*Page excerpt*:

● ● ● ● ●

EP by Ted Leo and the Pharmacists
- Released: September 26, 2000
- Recorded: January 2000
- Genre: Rock, Punk rock, Indie rock
- Length: 23:08
- Label: Ace Fu
- Producer: Brendan Canty

Ted Leo and the Pharmacists chronology
| tej leo(?), Rx / pharmacists (1999) | Treble in Trouble (2000) | The Tyranny of Distance (2001) |

= Treble in Trouble =

Treble in Trouble is an EP by the Washington, D.C. rock band Ted Leo and the Pharmacists, released in 2000 by Ace Fu Records. It was the group's first release as a full band, following a debut album which had essentially been a Ted Leo solo release. Following that album Leo assembled a backing band called The Pharmacists and recorded this EP, which was much less experimental than his solo releases and structured more in punk rock and indie rock. It includes versions of two songs Leo had written with his previous band, the Sin Eaters. It was also the first release Brendan Canty of Fugazi would be producing releases of theirs.

● ● ● ● ●

*Listed entries*:
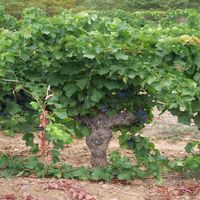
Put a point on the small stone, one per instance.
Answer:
(105, 186)
(24, 188)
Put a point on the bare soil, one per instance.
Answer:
(168, 135)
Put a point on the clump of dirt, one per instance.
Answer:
(77, 154)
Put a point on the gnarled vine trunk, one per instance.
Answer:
(101, 135)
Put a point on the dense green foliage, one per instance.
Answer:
(99, 62)
(15, 7)
(149, 163)
(136, 5)
(52, 7)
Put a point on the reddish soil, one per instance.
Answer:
(169, 136)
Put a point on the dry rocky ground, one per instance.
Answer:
(168, 135)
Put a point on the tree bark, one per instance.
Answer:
(101, 135)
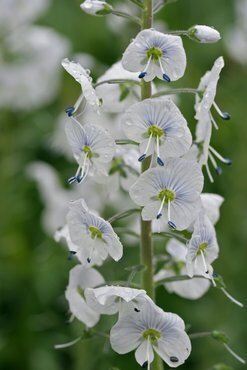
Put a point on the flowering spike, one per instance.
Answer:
(142, 157)
(166, 78)
(70, 110)
(160, 162)
(142, 74)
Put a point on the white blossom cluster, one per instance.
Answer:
(168, 192)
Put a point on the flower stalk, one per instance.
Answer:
(146, 247)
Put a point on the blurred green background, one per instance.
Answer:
(34, 269)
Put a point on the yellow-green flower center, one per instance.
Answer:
(202, 248)
(177, 266)
(151, 334)
(95, 232)
(87, 150)
(155, 53)
(168, 194)
(155, 131)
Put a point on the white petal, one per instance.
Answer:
(144, 353)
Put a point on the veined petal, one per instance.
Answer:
(144, 353)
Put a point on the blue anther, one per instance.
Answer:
(70, 111)
(218, 170)
(172, 225)
(228, 161)
(72, 179)
(142, 74)
(160, 162)
(142, 157)
(166, 78)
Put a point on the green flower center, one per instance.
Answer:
(177, 266)
(155, 53)
(87, 150)
(155, 131)
(151, 334)
(202, 248)
(95, 232)
(168, 194)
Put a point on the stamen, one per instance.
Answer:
(165, 76)
(209, 173)
(224, 115)
(217, 168)
(69, 344)
(70, 111)
(170, 223)
(231, 298)
(159, 214)
(204, 262)
(226, 161)
(240, 359)
(143, 156)
(72, 179)
(174, 359)
(144, 72)
(213, 121)
(78, 102)
(159, 160)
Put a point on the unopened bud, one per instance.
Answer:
(95, 7)
(203, 34)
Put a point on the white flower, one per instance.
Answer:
(159, 126)
(92, 146)
(151, 330)
(155, 54)
(204, 34)
(83, 77)
(81, 278)
(109, 300)
(203, 248)
(92, 234)
(94, 7)
(175, 187)
(193, 288)
(211, 204)
(205, 151)
(206, 97)
(117, 97)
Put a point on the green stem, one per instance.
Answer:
(146, 248)
(125, 142)
(127, 16)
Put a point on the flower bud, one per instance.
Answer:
(203, 34)
(95, 7)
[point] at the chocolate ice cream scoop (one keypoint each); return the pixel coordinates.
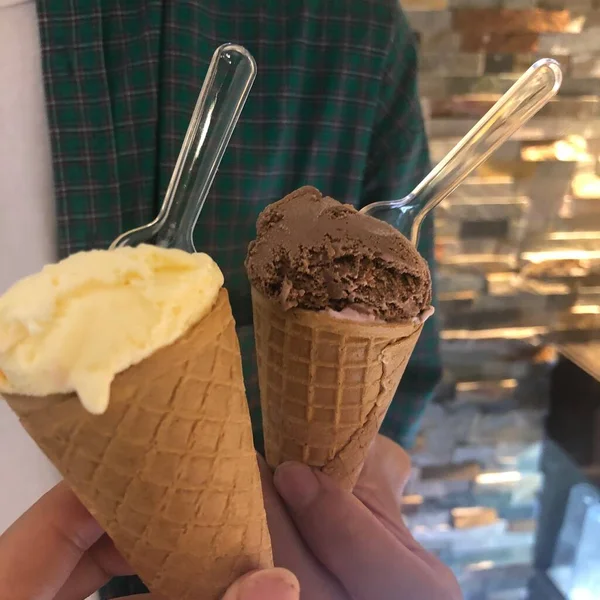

● ● ● ● ●

*List of tasks*:
**1.** From the Treble in Trouble article, list every genre given on its "Genre" line.
**2.** Based on the Treble in Trouble article, say whether each statement agrees with it, answering yes or no and quoting the deciding words: (a) The EP was recorded in January 2000. (b) Ace Fu Records released the EP in 2001. (c) The EP includes versions of two songs Leo had written with the Sin Eaters.

*List of answers*:
**1.** Rock, Punk rock, Indie rock

**2.**
(a) Yes: "Recorded: January 2000"
(b) No: "released in 2000 by Ace Fu Records"
(c) Yes: "It includes versions of two songs Leo had written with his previous band, the Sin Eaters."